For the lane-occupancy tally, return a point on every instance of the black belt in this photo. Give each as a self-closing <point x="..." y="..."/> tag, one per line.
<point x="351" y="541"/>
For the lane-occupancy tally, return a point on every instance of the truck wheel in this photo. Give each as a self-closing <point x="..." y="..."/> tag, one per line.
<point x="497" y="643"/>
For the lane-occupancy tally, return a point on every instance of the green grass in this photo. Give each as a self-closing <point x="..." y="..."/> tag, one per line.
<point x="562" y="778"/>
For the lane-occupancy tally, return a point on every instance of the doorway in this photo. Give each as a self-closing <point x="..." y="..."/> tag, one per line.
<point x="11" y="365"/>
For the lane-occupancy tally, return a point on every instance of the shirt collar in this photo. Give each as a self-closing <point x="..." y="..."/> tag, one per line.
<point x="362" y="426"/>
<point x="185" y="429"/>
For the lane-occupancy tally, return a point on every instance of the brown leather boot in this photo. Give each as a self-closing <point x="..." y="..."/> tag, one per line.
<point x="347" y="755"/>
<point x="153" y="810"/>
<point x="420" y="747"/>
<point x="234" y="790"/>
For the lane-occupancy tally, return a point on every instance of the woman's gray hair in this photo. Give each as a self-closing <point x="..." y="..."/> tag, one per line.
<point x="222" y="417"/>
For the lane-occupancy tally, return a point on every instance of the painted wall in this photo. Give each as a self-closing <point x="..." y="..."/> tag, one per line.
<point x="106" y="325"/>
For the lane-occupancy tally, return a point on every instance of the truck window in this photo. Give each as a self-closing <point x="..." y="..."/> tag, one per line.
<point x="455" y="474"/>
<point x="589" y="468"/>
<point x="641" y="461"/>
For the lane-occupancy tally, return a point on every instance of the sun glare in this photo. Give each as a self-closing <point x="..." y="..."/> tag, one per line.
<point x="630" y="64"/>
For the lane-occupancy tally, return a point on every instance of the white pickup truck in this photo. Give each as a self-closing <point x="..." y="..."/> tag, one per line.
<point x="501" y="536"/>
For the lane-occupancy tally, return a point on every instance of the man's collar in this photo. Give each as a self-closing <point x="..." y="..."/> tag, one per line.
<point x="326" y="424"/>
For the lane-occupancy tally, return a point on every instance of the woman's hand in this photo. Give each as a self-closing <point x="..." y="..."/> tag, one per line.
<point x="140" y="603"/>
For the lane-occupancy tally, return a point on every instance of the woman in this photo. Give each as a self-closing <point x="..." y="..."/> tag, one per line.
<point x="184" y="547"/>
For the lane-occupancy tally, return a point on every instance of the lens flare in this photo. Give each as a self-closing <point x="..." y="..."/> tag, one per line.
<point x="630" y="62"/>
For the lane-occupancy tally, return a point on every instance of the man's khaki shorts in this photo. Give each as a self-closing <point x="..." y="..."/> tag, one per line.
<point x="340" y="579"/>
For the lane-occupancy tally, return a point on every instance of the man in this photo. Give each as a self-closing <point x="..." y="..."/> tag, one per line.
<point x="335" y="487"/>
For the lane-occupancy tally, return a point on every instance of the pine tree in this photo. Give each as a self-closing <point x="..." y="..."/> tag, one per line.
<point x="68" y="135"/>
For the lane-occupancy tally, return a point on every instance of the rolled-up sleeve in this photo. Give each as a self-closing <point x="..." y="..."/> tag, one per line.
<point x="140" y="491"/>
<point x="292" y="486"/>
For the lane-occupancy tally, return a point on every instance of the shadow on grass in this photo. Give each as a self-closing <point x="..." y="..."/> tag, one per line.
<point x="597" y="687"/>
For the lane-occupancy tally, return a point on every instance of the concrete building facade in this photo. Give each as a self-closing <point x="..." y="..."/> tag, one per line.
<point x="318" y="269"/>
------------------------
## [Your assignment]
The entries above should be copied out exactly, with none left out.

## [Your solution]
For the lane-occupancy tally, return a point on every instance of the black belt in this photo. Give each as a self-closing <point x="..." y="..."/> tag, one per line.
<point x="351" y="541"/>
For the lane-occupancy tally, return a point on every instance of the truck wheel in this photo. Give each as a self-closing <point x="..." y="..."/> tag, one per line.
<point x="497" y="643"/>
For the lane-occupancy tally, return a point on every instance of the green grass in this photo. Give each as a self-closing <point x="..." y="..."/> tag, one per line.
<point x="562" y="778"/>
For the lane-occupancy tally, return a point on every instance of the doorway in this photo. Give each as a self-closing <point x="..." y="..."/> tag, one per line.
<point x="11" y="365"/>
For the lane-occupancy tally, return a point on every instance of the shirt collar in this photo. Give each as a self-closing <point x="..." y="..."/> tag, one per line.
<point x="362" y="426"/>
<point x="185" y="429"/>
For the lane-occupancy tally, return a point on every instance of the brown leather boot in this photo. Give each as a self-closing <point x="..." y="..."/> tag, one per line.
<point x="347" y="755"/>
<point x="153" y="810"/>
<point x="420" y="747"/>
<point x="234" y="790"/>
For the lane-occupancy tally, return a point on every instance of the woman's gray hair in this photo. Give each as a self-closing <point x="..." y="..."/> tag, one per line.
<point x="222" y="417"/>
For the lane-occupancy tally, return a point on every instance of the painted wall in this photo. Give each as a self-closing <point x="..." y="..."/> tag, one per line.
<point x="106" y="325"/>
For the lane-occupancy tally, return a point on every instance of the truck window in this photo. Give each as a self-closing <point x="..." y="..."/> tag, one per line.
<point x="455" y="474"/>
<point x="589" y="468"/>
<point x="641" y="461"/>
For the lane-occupancy tally, return a point on every instance of the sun glare in this photo. Give each as a self-closing <point x="..." y="..."/> tag, one per line.
<point x="630" y="64"/>
For the lane-occupancy tally, return a point on every instance of the white pickup truck in this photo. Give each as a self-closing <point x="..." y="..."/> tag, one per line.
<point x="501" y="536"/>
For the lane-occupancy tally, return a point on every instance of the man's collar in this photo. Give each as a self-closing <point x="..." y="..."/> tag, one per line.
<point x="326" y="424"/>
For the lane-occupancy tally, return a point on every instance of the woman's hand in this photo. Give each as a self-closing <point x="..." y="..."/> tag, one per line.
<point x="140" y="603"/>
For the lane-occupancy tally, return a point on every instance of the woman in this photo. Give each as a self-closing <point x="..." y="..."/> tag, one per line.
<point x="184" y="547"/>
For the lane-occupancy tally, return a point on every instance of the lens flare in this photo. Give each as a self-closing <point x="..." y="..."/> tag, one per line.
<point x="630" y="62"/>
For the lane-occupancy tally, return a point on every instance of the man's khaki shorts in this photo. Give each as a self-closing <point x="..." y="..."/> tag, one per line.
<point x="340" y="579"/>
For the lane-occupancy tally, return a point on every instance of the man in this photo. Give each as a self-closing <point x="..." y="..."/> tag, one per line.
<point x="335" y="487"/>
For the lane-occupancy tally, return a point on every instance of the pine tree in this photo. Give each as a self-closing <point x="..." y="..."/> tag, one per line.
<point x="68" y="135"/>
For the lane-occupancy tally, return a point on every instance of the rolled-up sleeve in this photo. Give each as a self-closing <point x="..." y="..."/> tag, one per line.
<point x="140" y="491"/>
<point x="292" y="486"/>
For the lane-occupancy tally, return a point on every instance of the shadow on grass in this photo. Give each as a self-closing <point x="..." y="..."/> tag, one per line.
<point x="597" y="687"/>
For the lane-occupancy tally, return a point on every instance of the concrete building facade in this photo. Give each as a self-closing <point x="..." y="..."/> tag, one per line.
<point x="318" y="269"/>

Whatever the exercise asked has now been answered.